▶ **Exercise requirements**
What lines in the records below contain the string "query"? Copy every one.

(Point localization data)
##########
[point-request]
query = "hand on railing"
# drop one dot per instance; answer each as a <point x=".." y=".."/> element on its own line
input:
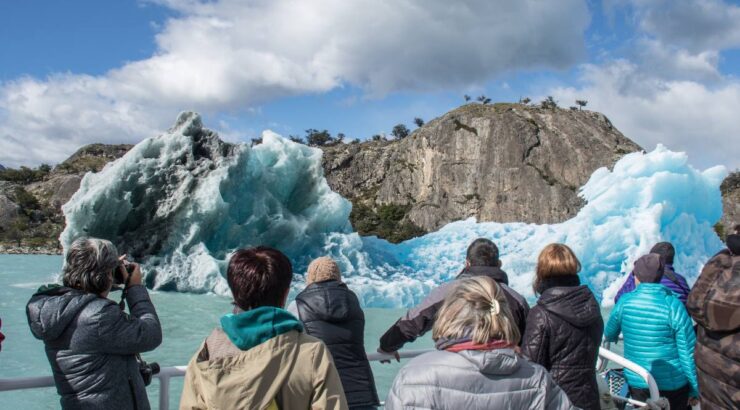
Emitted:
<point x="395" y="355"/>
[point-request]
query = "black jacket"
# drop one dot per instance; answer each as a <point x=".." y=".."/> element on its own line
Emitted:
<point x="420" y="319"/>
<point x="563" y="335"/>
<point x="91" y="343"/>
<point x="331" y="312"/>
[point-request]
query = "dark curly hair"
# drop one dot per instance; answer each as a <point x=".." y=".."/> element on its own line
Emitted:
<point x="259" y="276"/>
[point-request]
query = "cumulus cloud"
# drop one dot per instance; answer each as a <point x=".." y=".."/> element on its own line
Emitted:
<point x="696" y="25"/>
<point x="682" y="114"/>
<point x="227" y="55"/>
##########
▶ **Task result**
query = "hand on railing"
query = "black jacket"
query = "dark curly hair"
query = "cumulus cloud"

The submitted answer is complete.